● **Data supplied**
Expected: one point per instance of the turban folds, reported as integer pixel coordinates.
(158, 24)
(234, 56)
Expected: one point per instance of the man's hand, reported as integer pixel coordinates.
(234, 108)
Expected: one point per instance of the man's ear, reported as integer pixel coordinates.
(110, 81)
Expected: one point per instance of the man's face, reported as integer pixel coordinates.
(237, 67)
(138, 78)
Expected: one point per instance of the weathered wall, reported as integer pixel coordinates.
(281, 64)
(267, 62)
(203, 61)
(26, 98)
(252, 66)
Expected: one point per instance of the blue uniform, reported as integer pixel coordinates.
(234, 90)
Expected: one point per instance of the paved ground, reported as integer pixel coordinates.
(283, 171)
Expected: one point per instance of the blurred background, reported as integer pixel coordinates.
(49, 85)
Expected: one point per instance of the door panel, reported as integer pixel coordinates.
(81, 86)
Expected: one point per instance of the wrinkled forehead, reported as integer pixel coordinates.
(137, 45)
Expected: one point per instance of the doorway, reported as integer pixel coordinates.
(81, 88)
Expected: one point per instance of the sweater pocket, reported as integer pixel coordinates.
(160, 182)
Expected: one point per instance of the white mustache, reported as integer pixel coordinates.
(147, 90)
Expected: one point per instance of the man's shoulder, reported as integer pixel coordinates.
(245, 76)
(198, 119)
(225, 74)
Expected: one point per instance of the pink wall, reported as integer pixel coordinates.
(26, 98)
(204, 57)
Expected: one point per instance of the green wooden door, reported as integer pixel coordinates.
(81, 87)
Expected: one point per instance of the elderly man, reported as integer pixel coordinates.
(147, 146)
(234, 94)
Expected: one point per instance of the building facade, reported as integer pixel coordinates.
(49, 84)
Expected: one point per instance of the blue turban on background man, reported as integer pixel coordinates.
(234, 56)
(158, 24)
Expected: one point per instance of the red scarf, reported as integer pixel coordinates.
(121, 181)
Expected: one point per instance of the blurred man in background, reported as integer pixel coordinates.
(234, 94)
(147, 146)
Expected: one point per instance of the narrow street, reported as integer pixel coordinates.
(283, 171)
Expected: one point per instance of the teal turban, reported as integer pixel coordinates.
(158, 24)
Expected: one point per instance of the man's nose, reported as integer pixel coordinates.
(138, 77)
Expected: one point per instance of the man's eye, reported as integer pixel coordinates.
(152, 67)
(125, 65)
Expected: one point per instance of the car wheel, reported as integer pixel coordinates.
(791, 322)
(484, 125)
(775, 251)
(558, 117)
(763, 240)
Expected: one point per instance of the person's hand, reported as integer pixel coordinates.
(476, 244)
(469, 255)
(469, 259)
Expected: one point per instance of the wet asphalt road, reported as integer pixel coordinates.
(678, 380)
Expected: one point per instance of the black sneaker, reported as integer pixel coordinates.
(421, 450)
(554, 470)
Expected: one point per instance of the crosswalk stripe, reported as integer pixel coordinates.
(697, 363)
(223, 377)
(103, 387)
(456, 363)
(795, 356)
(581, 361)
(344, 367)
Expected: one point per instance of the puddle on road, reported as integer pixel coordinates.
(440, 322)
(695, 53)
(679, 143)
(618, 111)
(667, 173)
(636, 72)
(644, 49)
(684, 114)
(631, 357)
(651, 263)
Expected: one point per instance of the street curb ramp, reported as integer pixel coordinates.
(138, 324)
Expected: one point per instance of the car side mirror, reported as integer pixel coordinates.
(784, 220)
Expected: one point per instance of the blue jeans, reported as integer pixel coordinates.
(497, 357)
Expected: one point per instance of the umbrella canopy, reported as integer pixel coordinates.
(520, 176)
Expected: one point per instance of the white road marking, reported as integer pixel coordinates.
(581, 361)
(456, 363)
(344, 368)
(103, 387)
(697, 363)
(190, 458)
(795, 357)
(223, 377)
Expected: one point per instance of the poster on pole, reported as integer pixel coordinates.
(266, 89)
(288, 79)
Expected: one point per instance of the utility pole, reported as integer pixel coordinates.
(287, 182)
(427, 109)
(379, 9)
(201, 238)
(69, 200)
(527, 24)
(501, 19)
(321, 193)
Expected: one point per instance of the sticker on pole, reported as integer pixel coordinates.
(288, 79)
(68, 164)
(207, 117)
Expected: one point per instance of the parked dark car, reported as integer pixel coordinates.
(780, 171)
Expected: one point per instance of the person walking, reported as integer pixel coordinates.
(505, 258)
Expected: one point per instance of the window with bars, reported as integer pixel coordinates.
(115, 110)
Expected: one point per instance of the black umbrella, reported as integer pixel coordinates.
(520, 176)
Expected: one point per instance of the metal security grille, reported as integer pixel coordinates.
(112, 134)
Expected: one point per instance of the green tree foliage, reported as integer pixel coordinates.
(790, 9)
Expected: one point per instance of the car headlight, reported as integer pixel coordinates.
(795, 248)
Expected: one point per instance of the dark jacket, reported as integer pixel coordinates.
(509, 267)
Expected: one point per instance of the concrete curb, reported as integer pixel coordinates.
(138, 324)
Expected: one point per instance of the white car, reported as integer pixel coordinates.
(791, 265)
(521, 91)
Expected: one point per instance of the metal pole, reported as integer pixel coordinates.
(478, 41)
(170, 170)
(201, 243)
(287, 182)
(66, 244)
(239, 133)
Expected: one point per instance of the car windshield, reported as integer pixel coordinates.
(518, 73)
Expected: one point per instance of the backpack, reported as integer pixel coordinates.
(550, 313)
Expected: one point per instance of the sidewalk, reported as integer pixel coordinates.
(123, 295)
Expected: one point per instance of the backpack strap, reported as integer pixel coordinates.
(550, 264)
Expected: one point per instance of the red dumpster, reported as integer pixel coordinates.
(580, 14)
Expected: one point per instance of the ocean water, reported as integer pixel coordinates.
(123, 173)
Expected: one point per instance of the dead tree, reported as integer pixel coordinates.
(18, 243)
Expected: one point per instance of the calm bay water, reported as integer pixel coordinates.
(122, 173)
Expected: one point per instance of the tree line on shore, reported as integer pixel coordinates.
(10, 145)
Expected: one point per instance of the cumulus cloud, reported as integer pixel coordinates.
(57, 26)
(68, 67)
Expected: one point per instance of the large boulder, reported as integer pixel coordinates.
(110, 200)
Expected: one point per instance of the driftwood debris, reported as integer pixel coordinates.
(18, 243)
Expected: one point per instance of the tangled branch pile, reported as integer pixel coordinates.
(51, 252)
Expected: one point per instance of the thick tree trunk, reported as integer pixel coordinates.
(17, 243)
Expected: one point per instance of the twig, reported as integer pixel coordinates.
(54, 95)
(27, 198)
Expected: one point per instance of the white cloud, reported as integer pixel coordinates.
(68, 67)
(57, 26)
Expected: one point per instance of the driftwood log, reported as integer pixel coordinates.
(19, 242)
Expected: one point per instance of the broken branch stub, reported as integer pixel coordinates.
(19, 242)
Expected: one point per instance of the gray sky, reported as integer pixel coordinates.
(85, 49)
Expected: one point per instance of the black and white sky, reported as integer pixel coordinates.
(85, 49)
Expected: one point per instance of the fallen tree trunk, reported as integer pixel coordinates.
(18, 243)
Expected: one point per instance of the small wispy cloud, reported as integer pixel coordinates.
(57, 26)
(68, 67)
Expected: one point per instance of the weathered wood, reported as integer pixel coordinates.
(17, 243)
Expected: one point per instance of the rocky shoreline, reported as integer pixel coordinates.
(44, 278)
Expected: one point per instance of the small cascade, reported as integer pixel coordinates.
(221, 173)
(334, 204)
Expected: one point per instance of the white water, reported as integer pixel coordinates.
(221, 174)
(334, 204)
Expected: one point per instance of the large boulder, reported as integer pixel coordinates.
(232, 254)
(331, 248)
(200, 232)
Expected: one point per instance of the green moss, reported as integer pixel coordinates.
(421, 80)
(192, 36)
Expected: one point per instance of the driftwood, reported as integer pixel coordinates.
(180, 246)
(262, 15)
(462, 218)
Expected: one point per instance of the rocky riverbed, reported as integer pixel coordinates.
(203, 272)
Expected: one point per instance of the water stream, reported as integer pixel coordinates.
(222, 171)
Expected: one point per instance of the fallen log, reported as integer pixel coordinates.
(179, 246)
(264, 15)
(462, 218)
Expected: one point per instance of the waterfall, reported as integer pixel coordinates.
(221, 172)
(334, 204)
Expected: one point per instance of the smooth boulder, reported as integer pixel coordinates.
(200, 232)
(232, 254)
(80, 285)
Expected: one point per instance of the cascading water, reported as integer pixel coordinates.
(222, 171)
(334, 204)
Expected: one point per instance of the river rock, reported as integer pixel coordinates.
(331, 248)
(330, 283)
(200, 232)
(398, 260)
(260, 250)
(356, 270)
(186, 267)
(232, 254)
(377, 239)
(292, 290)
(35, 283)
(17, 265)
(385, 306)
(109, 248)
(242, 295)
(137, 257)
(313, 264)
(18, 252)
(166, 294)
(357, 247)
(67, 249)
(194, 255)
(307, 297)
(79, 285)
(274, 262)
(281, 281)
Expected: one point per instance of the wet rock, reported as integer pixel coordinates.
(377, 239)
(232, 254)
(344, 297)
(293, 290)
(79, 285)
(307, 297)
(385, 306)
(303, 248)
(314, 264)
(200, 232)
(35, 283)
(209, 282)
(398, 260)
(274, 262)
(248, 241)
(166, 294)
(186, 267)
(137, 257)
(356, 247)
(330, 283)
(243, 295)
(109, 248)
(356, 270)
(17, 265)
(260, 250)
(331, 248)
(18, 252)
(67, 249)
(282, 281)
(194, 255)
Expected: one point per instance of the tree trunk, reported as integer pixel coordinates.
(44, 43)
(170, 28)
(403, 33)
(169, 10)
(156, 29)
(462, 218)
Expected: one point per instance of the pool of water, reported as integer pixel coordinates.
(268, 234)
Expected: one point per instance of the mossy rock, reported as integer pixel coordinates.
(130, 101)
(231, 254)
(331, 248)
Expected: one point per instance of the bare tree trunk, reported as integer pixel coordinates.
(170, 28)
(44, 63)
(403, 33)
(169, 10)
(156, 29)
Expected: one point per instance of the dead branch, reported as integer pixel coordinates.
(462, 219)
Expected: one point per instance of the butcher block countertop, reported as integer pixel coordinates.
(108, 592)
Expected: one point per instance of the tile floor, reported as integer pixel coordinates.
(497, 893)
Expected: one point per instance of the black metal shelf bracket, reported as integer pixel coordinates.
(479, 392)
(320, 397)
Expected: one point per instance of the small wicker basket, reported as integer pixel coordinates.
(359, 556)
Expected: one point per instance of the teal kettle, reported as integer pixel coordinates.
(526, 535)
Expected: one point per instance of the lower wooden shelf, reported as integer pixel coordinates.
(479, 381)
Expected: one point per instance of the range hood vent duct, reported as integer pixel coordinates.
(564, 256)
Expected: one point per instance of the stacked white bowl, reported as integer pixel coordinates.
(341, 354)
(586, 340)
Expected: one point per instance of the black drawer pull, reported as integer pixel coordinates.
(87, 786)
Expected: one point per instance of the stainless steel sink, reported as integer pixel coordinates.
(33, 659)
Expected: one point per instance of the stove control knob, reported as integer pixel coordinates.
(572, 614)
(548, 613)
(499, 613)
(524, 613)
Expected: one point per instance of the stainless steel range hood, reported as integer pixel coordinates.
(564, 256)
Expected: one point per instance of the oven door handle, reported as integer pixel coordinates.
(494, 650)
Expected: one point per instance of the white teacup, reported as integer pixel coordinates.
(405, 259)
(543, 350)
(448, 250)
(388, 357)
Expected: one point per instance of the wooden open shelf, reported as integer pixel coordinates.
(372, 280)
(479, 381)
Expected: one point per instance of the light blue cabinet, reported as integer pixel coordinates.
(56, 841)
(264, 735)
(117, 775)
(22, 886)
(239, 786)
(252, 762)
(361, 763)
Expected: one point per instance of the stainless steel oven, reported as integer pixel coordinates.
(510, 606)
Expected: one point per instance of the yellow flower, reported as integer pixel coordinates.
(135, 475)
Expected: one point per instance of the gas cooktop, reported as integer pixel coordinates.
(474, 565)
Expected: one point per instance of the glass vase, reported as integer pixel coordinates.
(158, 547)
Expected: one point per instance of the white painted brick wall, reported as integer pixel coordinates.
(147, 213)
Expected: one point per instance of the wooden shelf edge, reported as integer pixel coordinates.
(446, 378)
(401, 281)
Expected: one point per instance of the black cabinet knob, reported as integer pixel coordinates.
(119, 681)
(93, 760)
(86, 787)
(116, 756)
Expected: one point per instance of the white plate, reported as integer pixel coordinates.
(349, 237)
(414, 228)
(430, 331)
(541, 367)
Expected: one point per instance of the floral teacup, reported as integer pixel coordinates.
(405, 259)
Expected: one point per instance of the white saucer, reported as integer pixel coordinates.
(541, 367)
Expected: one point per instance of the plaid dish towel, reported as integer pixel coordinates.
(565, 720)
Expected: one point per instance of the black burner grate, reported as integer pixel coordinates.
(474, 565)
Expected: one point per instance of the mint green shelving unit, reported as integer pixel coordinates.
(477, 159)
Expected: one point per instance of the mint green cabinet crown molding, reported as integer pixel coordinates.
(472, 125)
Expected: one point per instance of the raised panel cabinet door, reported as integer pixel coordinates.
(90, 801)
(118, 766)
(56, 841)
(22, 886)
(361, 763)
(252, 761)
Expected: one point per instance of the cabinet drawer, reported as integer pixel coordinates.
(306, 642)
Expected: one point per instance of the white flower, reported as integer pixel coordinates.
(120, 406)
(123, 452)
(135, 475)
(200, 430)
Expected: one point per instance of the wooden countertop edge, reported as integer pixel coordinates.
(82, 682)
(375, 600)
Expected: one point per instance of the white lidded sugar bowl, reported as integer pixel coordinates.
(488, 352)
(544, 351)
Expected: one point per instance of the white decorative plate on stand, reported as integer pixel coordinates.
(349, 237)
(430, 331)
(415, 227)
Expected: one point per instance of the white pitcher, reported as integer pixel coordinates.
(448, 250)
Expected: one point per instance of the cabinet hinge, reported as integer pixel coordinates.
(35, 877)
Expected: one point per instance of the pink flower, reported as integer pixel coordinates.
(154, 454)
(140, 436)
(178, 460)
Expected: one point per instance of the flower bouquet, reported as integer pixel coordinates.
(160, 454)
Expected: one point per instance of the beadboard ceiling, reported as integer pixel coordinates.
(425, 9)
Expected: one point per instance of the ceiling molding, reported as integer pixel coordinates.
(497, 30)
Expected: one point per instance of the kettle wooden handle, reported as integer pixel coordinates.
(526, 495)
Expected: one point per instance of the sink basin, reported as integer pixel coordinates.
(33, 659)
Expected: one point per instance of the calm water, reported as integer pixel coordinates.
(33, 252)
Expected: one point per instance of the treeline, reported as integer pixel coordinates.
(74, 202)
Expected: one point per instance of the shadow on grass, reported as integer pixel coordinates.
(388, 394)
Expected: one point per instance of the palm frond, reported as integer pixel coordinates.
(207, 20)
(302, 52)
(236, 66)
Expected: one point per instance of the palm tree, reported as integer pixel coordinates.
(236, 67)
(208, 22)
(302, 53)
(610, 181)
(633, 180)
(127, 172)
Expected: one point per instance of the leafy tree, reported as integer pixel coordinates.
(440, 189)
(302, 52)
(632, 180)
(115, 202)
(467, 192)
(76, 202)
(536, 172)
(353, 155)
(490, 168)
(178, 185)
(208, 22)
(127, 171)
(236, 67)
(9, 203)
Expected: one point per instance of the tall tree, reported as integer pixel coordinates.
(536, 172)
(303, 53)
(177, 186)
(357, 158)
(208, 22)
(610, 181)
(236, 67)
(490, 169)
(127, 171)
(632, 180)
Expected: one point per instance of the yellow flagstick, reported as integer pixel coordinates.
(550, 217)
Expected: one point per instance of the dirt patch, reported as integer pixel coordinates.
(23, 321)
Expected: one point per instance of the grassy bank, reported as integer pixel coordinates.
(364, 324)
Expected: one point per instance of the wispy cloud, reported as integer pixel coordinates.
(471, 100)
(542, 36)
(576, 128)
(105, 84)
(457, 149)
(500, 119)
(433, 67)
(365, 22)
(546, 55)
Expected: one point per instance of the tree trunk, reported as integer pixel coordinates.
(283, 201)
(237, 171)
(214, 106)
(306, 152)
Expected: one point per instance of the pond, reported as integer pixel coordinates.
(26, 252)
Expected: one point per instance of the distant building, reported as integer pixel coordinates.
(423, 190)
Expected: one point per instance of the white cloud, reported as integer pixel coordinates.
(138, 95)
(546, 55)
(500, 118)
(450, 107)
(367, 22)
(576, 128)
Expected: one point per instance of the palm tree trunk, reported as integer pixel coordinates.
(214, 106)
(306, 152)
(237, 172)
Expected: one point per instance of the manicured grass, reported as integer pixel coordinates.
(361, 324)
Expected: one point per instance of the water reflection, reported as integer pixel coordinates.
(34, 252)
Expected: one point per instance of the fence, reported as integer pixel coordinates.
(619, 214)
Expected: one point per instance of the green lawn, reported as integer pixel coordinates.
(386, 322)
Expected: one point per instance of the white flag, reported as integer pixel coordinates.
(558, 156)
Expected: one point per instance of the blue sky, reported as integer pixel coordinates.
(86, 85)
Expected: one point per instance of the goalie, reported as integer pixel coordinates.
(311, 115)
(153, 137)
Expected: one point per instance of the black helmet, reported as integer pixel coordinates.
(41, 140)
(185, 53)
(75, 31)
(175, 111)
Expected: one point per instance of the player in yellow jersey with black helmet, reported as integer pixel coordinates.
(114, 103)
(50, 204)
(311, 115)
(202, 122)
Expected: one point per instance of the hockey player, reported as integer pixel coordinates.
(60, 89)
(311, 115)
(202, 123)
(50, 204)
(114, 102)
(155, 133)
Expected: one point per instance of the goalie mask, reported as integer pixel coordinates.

● **Task prompt**
Find the line that contains "Expected: one point per instance of the black helmet, reported". Repeat it and every line after it, exactly as written, up to and including the last line of the records above.

● **Output below**
Expected: one point per instance of the black helmet, reported as integer pixel coordinates.
(41, 140)
(185, 53)
(75, 31)
(175, 111)
Expected: one point per instance of the player in yellow jersey with black helmet, reported as integer pixel coordinates.
(114, 103)
(50, 204)
(311, 115)
(202, 122)
Expected: one point per instance of the hockey player, reported as integer pixel coordinates.
(60, 89)
(311, 115)
(202, 123)
(50, 204)
(114, 102)
(155, 133)
Expected: one point per instance of the goalie mask, reported as integer pixel coordinates.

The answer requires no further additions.